(Entries shown)

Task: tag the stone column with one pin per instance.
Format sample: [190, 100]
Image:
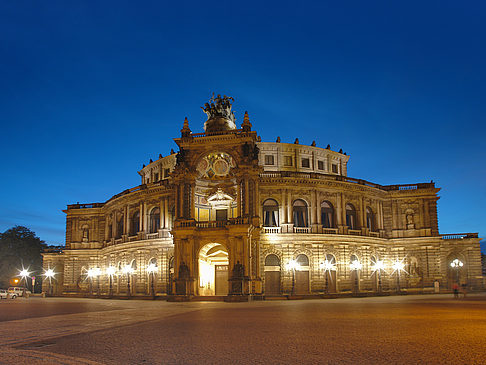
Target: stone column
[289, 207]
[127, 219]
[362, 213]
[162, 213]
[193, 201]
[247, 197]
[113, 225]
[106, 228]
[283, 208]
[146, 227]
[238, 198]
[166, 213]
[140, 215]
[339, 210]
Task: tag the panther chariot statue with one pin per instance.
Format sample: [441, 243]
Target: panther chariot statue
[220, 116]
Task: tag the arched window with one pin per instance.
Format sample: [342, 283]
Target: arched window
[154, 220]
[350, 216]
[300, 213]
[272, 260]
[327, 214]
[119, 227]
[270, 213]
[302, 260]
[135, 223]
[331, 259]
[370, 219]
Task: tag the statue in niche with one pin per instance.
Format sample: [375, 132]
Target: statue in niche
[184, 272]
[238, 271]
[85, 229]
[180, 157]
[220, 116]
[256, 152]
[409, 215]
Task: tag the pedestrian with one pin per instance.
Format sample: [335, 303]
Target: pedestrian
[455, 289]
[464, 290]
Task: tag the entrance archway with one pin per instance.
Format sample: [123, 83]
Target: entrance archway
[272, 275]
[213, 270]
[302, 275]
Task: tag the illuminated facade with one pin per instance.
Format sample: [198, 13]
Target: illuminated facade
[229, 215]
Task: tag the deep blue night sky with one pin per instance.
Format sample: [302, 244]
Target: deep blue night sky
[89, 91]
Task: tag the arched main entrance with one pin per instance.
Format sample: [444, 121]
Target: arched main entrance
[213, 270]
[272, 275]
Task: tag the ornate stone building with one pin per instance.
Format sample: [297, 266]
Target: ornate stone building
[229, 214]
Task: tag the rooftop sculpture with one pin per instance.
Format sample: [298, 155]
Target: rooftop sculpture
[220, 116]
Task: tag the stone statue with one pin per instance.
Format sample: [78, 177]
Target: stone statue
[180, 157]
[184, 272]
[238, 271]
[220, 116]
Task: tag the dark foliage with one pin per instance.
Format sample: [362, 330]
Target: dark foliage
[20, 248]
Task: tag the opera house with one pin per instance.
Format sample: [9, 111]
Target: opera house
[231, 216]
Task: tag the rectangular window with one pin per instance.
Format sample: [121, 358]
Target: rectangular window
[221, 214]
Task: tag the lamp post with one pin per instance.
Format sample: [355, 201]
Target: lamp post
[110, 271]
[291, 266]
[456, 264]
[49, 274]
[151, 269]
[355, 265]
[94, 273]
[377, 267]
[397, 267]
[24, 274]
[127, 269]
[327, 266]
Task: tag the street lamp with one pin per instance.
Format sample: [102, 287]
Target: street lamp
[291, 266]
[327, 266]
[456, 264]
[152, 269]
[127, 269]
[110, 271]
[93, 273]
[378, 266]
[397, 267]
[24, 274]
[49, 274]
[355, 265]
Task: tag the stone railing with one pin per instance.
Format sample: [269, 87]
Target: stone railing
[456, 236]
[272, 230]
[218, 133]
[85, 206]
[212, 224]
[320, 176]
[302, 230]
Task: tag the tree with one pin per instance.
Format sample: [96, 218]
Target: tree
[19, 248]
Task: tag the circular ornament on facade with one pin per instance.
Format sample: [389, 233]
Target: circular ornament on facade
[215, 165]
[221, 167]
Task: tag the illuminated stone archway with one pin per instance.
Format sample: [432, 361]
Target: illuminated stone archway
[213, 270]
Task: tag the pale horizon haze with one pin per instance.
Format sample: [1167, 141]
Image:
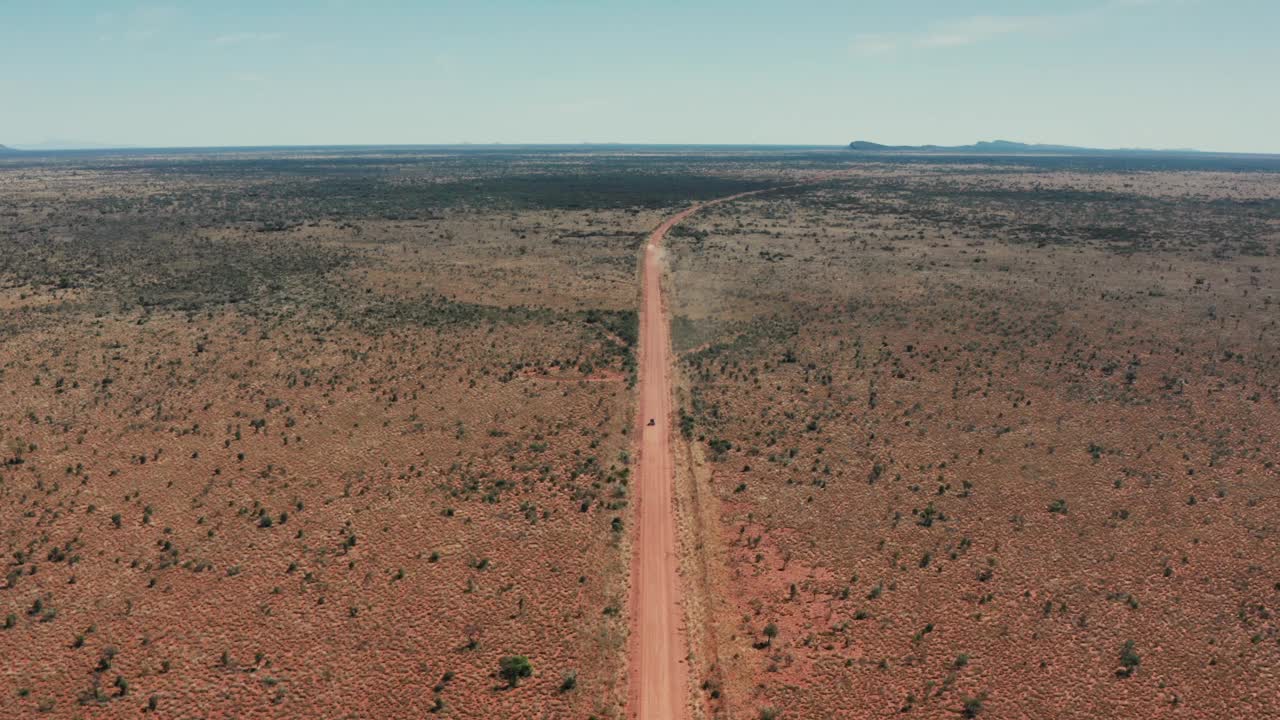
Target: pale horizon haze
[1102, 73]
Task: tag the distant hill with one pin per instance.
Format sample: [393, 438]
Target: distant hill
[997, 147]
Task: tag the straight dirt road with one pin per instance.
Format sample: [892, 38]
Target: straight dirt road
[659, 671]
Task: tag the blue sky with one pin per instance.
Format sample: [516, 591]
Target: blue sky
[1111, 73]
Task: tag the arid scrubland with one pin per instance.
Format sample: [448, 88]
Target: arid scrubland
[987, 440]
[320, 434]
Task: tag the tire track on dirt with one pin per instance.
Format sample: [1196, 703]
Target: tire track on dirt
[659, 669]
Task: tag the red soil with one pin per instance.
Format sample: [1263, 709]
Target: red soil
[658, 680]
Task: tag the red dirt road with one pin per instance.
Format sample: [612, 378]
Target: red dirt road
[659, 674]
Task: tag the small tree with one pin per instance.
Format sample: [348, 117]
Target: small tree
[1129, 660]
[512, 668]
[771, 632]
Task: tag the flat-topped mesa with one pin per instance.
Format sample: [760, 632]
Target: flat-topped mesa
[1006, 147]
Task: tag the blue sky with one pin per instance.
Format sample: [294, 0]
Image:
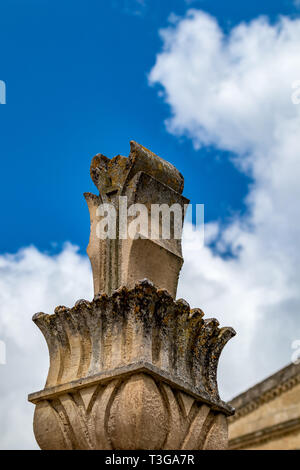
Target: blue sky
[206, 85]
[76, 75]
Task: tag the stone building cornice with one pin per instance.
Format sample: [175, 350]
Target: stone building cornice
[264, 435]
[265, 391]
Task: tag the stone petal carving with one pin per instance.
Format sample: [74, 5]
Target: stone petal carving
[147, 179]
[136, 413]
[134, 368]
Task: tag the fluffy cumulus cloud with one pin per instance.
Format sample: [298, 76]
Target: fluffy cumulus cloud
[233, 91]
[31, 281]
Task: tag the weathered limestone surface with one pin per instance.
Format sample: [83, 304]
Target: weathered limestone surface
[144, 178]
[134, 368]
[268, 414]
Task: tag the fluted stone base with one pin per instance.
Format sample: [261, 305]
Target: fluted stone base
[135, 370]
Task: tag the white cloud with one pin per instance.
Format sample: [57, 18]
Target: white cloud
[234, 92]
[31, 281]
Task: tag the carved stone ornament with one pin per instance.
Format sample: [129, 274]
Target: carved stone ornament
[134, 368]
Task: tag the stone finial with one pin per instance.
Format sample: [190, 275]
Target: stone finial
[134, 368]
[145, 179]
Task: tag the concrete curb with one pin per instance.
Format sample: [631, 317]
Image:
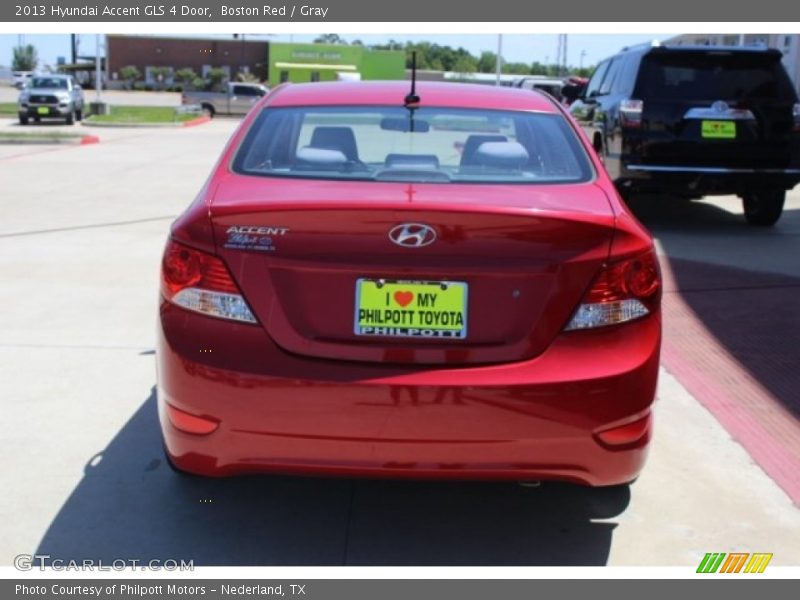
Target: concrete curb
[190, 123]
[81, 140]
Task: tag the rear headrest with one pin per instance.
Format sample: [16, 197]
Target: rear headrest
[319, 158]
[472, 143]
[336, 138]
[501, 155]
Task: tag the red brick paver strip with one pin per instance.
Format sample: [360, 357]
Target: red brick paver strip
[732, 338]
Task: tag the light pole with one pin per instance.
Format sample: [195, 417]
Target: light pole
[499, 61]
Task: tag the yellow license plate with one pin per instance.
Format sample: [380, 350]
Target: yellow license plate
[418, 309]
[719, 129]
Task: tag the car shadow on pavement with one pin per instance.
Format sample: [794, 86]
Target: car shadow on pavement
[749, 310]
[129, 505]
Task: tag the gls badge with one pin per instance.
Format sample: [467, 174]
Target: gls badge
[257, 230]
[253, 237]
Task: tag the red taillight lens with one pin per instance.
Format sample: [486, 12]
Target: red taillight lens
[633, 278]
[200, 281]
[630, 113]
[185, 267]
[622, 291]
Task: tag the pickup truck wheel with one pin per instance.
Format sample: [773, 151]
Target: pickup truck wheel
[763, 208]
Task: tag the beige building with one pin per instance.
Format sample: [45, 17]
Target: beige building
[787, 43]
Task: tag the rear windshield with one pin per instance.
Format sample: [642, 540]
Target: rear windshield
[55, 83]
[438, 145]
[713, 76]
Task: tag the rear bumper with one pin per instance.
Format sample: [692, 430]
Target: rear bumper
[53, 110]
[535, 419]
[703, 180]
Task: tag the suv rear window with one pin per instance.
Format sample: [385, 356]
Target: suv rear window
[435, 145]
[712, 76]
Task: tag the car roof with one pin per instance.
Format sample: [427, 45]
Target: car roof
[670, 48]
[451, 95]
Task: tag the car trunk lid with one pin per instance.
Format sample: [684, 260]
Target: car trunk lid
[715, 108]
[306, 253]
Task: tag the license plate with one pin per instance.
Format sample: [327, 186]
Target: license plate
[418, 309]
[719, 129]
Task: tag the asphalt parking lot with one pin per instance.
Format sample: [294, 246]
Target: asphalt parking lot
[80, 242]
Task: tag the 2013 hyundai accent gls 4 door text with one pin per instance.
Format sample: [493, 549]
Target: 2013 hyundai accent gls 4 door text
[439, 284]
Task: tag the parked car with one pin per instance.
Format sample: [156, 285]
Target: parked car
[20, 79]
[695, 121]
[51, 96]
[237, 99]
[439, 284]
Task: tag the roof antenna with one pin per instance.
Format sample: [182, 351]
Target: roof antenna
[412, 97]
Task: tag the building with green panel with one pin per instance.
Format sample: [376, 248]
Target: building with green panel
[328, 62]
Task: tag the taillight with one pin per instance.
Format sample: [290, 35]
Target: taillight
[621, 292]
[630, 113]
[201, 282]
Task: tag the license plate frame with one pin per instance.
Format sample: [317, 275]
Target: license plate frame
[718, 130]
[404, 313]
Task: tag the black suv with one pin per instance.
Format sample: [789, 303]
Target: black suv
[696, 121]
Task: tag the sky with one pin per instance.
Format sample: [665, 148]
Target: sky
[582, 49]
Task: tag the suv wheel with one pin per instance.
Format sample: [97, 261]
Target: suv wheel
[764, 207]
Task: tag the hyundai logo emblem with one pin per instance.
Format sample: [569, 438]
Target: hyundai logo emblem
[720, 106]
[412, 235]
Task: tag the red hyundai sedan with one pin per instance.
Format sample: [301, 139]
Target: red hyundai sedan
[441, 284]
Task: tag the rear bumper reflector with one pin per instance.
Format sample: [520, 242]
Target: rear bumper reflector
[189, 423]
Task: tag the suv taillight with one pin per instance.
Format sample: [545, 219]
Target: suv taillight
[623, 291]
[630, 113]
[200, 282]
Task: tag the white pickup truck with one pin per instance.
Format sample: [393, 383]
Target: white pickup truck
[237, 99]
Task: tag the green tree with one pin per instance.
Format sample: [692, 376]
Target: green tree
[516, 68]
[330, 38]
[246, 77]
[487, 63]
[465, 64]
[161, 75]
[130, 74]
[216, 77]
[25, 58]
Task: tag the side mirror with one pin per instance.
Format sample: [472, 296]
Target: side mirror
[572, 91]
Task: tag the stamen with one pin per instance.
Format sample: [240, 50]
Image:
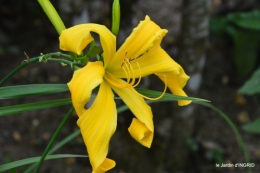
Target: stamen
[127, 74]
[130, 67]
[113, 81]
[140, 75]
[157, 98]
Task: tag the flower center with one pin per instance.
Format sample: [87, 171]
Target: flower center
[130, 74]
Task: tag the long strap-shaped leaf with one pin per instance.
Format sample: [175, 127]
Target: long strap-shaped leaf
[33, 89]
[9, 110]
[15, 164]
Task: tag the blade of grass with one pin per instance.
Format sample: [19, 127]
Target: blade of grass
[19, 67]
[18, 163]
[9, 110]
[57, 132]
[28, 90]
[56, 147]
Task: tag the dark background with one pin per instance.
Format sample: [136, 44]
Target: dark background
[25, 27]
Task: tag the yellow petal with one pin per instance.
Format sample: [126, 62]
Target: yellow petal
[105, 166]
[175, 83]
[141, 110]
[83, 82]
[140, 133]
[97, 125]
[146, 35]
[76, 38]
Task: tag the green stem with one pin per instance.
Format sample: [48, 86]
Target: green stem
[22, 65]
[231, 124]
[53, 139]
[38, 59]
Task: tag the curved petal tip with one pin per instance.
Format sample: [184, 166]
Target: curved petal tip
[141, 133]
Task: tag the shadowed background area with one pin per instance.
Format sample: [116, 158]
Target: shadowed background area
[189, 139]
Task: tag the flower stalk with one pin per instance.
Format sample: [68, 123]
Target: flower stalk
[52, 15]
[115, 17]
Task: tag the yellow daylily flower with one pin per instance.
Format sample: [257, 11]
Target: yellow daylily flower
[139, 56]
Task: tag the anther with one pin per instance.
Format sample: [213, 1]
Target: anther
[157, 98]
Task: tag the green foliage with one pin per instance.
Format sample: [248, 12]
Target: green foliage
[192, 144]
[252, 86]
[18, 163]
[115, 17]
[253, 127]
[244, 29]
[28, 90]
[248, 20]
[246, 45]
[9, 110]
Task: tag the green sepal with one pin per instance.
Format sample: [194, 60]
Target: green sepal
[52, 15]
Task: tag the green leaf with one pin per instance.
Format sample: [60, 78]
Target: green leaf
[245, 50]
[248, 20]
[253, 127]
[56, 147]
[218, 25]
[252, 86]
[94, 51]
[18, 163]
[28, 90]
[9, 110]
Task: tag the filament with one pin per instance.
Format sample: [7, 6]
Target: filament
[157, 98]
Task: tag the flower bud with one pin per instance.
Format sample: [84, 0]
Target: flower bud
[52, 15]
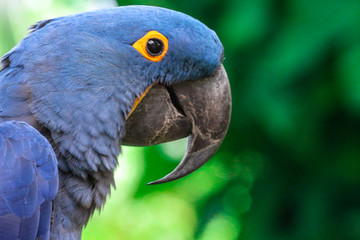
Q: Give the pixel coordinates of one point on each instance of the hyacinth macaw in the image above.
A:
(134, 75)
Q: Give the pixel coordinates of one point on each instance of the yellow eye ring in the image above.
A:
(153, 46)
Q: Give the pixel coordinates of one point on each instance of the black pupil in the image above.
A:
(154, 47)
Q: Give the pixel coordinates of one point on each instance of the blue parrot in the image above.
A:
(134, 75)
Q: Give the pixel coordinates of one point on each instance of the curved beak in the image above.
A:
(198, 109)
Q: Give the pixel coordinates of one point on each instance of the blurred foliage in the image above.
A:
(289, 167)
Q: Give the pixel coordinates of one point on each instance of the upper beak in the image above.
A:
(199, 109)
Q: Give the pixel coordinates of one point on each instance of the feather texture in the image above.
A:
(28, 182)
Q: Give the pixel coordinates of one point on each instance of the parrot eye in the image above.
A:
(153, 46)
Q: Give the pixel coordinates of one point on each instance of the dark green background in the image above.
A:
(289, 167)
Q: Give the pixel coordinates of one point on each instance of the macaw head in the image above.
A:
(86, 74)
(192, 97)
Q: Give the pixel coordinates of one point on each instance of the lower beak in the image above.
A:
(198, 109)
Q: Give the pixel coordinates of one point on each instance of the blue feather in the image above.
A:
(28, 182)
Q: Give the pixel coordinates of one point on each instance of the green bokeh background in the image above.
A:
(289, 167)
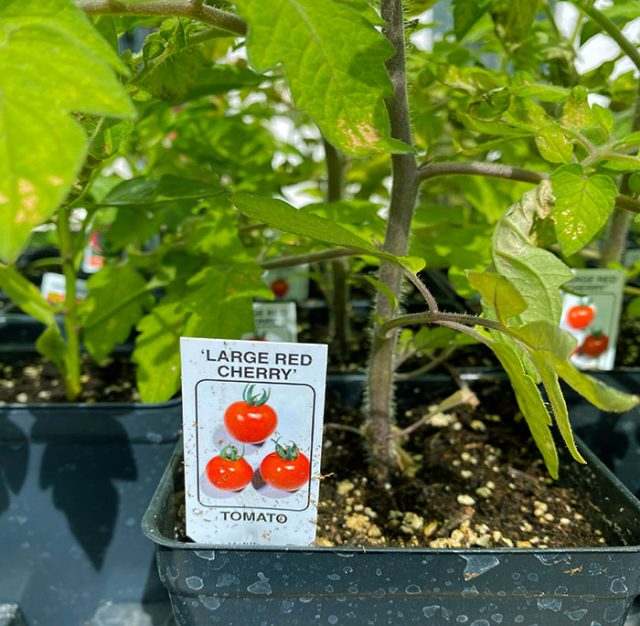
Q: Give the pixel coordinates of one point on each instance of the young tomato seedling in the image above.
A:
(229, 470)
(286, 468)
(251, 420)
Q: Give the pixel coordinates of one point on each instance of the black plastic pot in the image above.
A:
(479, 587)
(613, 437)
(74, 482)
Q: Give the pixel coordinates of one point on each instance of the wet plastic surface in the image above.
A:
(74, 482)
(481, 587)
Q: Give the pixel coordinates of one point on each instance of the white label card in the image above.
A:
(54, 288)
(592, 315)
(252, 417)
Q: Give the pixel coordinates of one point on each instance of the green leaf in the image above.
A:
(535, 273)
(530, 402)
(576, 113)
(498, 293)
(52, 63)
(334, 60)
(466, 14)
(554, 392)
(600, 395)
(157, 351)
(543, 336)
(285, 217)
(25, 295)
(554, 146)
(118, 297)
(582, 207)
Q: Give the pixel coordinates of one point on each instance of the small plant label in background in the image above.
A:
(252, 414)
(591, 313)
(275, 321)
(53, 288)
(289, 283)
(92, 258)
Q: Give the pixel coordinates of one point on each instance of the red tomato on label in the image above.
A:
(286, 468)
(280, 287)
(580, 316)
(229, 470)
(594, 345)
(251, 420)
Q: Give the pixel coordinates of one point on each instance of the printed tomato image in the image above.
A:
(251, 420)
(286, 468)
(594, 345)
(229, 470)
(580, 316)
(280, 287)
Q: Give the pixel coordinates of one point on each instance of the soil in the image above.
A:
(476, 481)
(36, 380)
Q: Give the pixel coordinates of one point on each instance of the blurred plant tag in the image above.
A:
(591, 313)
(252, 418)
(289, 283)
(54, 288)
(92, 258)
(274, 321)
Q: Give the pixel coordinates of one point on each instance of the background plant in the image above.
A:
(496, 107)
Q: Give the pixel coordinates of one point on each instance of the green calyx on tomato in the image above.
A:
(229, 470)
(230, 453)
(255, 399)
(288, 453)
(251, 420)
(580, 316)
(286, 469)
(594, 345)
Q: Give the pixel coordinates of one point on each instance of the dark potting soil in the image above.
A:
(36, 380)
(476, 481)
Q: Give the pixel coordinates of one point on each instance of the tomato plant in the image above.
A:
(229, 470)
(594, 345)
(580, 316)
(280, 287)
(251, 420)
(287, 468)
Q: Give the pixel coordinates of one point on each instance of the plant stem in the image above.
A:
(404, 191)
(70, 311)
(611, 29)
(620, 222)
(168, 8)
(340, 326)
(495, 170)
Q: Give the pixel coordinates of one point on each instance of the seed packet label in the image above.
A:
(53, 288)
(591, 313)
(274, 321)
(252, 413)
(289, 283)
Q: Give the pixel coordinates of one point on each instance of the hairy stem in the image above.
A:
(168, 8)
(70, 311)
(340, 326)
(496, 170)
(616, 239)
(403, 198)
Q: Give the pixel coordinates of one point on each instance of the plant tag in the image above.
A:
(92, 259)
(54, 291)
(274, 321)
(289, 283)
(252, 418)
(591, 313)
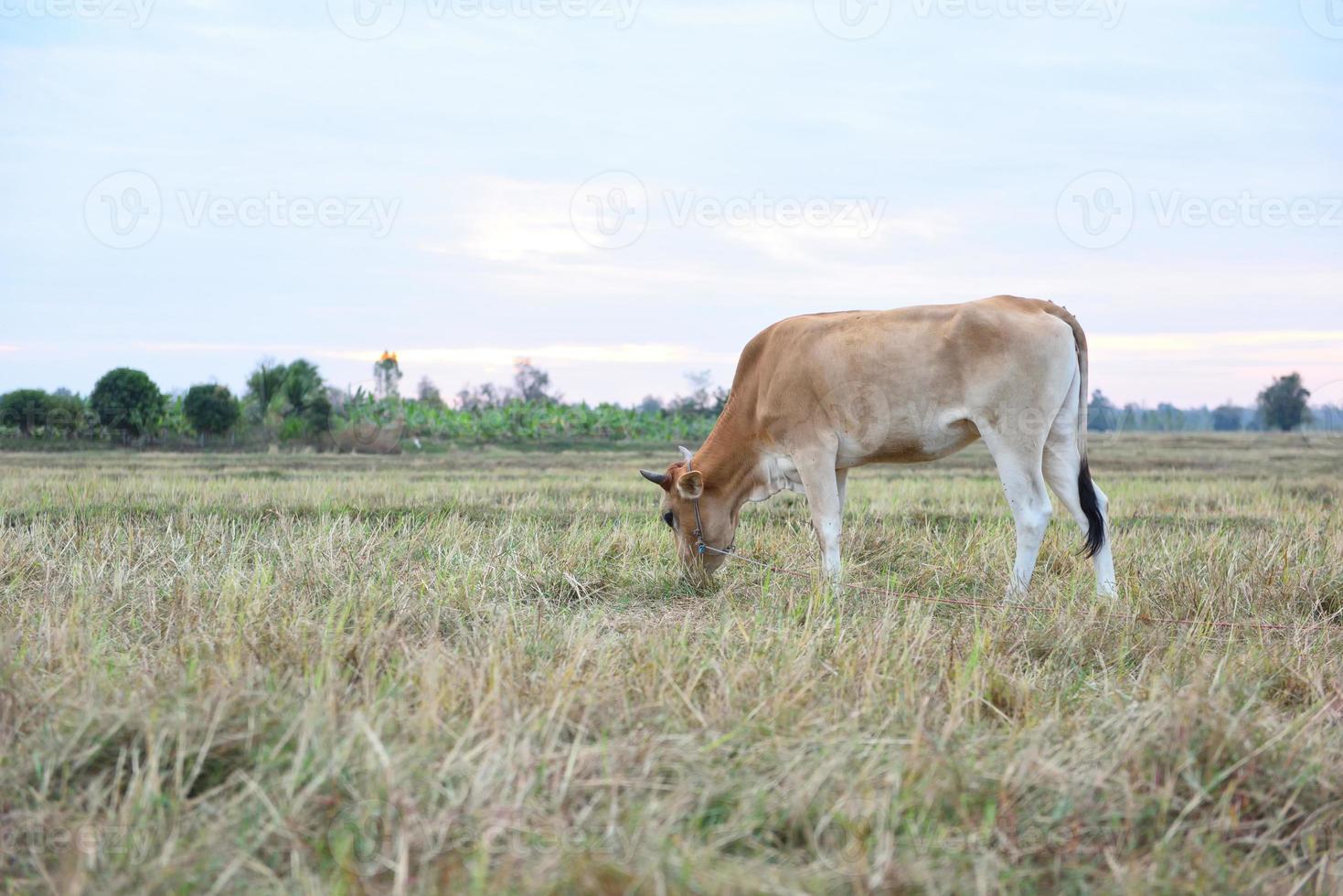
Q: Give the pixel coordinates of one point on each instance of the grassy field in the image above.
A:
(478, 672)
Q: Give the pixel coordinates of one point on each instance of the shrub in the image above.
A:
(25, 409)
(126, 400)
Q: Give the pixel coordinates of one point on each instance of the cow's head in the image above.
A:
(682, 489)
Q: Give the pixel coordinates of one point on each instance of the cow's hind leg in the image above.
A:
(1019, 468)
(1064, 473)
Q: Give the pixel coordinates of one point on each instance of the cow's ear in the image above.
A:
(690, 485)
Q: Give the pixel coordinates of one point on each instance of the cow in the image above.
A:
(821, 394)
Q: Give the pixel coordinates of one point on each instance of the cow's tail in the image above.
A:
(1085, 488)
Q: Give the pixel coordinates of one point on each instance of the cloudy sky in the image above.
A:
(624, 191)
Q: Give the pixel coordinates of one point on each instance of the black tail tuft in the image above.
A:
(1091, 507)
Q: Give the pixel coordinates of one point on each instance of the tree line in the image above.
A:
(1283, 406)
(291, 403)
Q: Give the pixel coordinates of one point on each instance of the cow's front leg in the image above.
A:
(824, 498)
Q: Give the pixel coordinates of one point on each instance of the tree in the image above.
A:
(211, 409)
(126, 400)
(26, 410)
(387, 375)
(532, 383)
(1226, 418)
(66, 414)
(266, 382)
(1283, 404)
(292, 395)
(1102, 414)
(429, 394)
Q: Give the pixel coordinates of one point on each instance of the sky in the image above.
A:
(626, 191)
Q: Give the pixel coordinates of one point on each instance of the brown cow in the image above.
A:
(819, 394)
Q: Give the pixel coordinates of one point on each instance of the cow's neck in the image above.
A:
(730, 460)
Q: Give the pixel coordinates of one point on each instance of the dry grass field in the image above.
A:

(End Entries shown)

Exercise goal: Exactly as they appear, please return only the lines from the first line of the records through the line containing "Format sample: [375, 132]", both included, leaving out all pictures.

Result:
Task: tag the stone column with one pin per instance.
Format sample: [190, 100]
Image:
Target: stone column
[289, 207]
[127, 219]
[362, 213]
[162, 213]
[193, 201]
[247, 197]
[113, 225]
[106, 228]
[283, 208]
[146, 227]
[238, 198]
[166, 213]
[140, 215]
[339, 210]
Task: tag the panther chariot statue with one pin per instance.
Format sample: [441, 243]
Target: panther chariot statue
[220, 116]
Task: tag the arched window with one pin per instance.
Format sample: [342, 283]
Target: arched window
[154, 220]
[350, 216]
[300, 213]
[272, 260]
[327, 214]
[119, 227]
[270, 213]
[302, 260]
[135, 223]
[331, 259]
[370, 219]
Task: tag the statue in niche with one pin per instance.
Format sample: [375, 132]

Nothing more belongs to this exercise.